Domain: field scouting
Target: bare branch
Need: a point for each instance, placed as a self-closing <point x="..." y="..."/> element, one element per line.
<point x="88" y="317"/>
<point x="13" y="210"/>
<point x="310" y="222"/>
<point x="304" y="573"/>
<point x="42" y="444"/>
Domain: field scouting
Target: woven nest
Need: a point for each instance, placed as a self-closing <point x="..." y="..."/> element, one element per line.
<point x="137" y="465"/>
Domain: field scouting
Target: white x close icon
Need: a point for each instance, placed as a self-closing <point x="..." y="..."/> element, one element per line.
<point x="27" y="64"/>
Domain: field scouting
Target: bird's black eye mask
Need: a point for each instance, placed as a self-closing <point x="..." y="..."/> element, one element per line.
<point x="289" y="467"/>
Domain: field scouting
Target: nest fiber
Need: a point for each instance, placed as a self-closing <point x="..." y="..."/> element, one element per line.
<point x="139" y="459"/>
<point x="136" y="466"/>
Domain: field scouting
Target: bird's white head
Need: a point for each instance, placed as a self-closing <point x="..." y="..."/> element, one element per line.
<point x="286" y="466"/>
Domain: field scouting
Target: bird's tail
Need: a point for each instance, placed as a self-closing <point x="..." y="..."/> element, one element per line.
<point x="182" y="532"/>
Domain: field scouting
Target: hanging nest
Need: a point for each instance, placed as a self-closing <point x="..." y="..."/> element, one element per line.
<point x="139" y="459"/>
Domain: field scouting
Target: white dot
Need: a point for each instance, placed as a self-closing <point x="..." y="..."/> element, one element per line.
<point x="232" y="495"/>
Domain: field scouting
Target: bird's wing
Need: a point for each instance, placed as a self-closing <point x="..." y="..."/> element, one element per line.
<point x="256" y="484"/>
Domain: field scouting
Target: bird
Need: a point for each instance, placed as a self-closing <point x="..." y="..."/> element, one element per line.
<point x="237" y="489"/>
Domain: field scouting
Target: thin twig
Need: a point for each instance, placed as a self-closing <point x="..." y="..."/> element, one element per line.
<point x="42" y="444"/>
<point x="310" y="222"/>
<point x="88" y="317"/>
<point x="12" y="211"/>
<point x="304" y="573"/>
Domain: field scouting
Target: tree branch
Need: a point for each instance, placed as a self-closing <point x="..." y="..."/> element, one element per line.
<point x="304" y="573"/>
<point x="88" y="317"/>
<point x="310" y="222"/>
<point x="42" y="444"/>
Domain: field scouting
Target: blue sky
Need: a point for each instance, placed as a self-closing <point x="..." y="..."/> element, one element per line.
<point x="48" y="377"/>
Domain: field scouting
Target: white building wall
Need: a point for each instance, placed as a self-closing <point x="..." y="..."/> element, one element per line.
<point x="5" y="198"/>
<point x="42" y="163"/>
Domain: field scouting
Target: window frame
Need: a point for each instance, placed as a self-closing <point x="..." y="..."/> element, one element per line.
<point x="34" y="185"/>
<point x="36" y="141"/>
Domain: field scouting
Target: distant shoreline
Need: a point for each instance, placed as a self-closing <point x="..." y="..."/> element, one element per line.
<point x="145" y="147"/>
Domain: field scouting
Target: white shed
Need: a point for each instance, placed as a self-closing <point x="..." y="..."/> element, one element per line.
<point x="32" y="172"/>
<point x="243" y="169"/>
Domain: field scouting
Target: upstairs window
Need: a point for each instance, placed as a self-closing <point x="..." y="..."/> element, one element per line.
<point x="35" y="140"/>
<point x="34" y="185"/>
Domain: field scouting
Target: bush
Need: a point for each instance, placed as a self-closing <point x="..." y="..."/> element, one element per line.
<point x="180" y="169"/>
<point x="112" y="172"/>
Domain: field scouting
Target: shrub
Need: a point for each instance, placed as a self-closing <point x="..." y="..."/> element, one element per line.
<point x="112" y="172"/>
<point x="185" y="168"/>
----------------
_SET TASK_
Extract the data in full. Keep it word for word.

_PROBLEM SOLUTION_
Domain: field scouting
Target: bare branch
Need: a point for each instance, placed as a self-closing <point x="..." y="..."/> element, one element per line.
<point x="88" y="317"/>
<point x="13" y="210"/>
<point x="310" y="222"/>
<point x="304" y="573"/>
<point x="42" y="444"/>
Domain: field scouting
Target: woven nest
Need: a point for each instance, placed as a self-closing <point x="..." y="..."/> element, one element per line.
<point x="137" y="465"/>
Domain: field scouting
Target: white x close icon
Need: a point for each instance, placed as a self-closing <point x="..." y="..."/> element, one element per line.
<point x="27" y="64"/>
Domain: field scouting
Target: bird's black eye mask
Need: a point for each instance, placed as a self-closing <point x="..." y="..."/> element, one element per line.
<point x="289" y="467"/>
Domain: field scouting
Target: nest fiber
Need: a point for each instance, placed as a self-closing <point x="..." y="..."/> element, one element per line.
<point x="139" y="459"/>
<point x="136" y="466"/>
Domain: field scouting
Target: bird's white head
Need: a point for each instance, placed as a self-closing <point x="..." y="..."/> element, one element per line.
<point x="286" y="466"/>
Domain: field scouting
Target: bird's tail
Need: a point for each instance, placed as a self-closing <point x="..." y="..."/> element, one element per line.
<point x="182" y="532"/>
Domain: field scouting
Target: hanging nest
Need: a point for each instance, placed as a self-closing <point x="..." y="..."/> element, one element per line.
<point x="139" y="459"/>
Domain: field scouting
Target: white dot
Need: a point for each instance, placed as a self-closing <point x="..." y="..."/> element, one element per line.
<point x="232" y="495"/>
Domain: field scouting
Target: bird's wing
Need: a point for each instance, placed as a self-closing <point x="..." y="..."/> element, one element per line.
<point x="256" y="484"/>
Domain: field scouting
Target: bird
Need: a point for each instance, placed as a self-closing <point x="..." y="..."/> element, one element per line.
<point x="237" y="489"/>
Domain: field scouting
Target: thin twig
Need: a point for each instance, placed as a self-closing <point x="..." y="..."/> element, one element per line.
<point x="42" y="444"/>
<point x="310" y="222"/>
<point x="88" y="317"/>
<point x="12" y="211"/>
<point x="304" y="573"/>
Domain: field scouting
Target: tree branch
Need: a point for each instance, placed as a self-closing <point x="..." y="..."/> element, one element per line.
<point x="304" y="573"/>
<point x="88" y="317"/>
<point x="310" y="222"/>
<point x="42" y="444"/>
Domain: field scouting
Target: blue sky
Need: a point for each instance, placed as a self-closing <point x="..." y="..."/> element, one element per line.
<point x="48" y="377"/>
Domain: field scouting
Target: white building wall
Need: a point for each instance, placed as a self-closing <point x="..." y="..."/> element, one element per line.
<point x="5" y="198"/>
<point x="42" y="163"/>
Domain: field scouting
Target: window frame
Need: a point for each instance, placed as a self-closing <point x="..." y="..."/> element, one element per line.
<point x="34" y="185"/>
<point x="36" y="141"/>
Domain: field scouting
Target: distant shoreline
Need: a point for each instance, placed as a self-closing <point x="..." y="..."/> element, one element per line.
<point x="145" y="147"/>
Domain: field scouting
Target: white shed
Need: a point for each instance, placed as a self-closing <point x="..." y="..."/> element, one element per line.
<point x="32" y="172"/>
<point x="243" y="169"/>
Domain: field scouting
Target: upstairs window
Need: a point for each instance, placed as a self-closing <point x="..." y="..."/> element, one element per line.
<point x="35" y="140"/>
<point x="34" y="185"/>
Domain: field scouting
Target: bush
Need: a point for each instance, placed as a self-closing <point x="..." y="..."/> element, one element per line.
<point x="180" y="169"/>
<point x="112" y="172"/>
Domain: field scouting
Target: shrub
Need: a point for each instance, placed as a self-closing <point x="..." y="..."/> element, one element per line.
<point x="112" y="172"/>
<point x="185" y="168"/>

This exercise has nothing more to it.